• **Instructions to follow**
Copy out, word for word, every line of the records from the one containing "of the stack" down to the one containing "of the cart", including both of those lines.

• **Excerpted data**
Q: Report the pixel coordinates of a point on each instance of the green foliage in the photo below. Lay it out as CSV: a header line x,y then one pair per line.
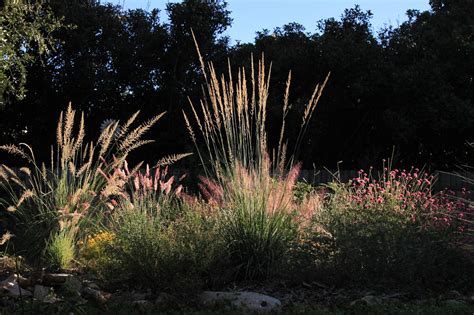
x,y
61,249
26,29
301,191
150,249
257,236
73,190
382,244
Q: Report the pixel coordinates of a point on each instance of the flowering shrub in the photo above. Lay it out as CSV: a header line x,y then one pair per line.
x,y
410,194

...

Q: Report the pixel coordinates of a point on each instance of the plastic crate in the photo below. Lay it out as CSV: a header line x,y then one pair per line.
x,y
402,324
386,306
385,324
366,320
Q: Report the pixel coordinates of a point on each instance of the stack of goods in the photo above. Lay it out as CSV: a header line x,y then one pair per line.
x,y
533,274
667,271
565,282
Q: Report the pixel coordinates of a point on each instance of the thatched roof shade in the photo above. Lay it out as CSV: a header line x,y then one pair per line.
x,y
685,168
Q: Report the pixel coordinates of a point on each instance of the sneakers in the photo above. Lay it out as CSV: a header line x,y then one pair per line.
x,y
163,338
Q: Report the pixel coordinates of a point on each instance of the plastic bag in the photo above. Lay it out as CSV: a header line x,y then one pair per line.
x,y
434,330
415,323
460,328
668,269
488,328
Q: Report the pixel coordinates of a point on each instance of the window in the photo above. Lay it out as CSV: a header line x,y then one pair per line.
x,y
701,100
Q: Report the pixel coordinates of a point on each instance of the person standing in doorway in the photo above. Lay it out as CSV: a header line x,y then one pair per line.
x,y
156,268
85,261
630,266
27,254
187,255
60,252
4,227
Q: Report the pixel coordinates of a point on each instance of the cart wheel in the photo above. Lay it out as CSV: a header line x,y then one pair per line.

• **Complete output**
Q: Report the pixel coordinates of a point on each instance of the stack of goods in the photo above. Lay it out as CSV: a header line x,y then one pair per line.
x,y
533,274
667,271
565,282
Q: Report the pixel coordinates of a point on each instance of the thatched roof shade in the photo above. Lay it out as CSV: a header line x,y then one pair per line.
x,y
685,168
Q: Report the pixel coordinates of a point on each instance of the sneakers in the photo above. Lay it out as CSV: a header line x,y then one pair per line.
x,y
163,338
Q: Report the pixel coordinates of a point on each instance of the plastic bag in the photo above. Lay it out as CSV: a header line x,y then one pair per line.
x,y
434,330
415,323
460,328
668,269
488,328
Q: Report the pixel coordinates of a point on each instance of the window in the photo above. Lay it out as CSV: a header line x,y then one pair per line.
x,y
701,100
Q: Report the pixel coordinates of a point on each instance of the person standing in doorway in the photo above. Lay it out as CSV: a header line x,y then one pair per line.
x,y
156,268
85,261
630,266
27,254
187,255
60,252
4,227
Q: Report the pixel coordinates of a point on each instance of the cart wheel in the photo above. Lay it out as CSV: a header line x,y then one pair per line.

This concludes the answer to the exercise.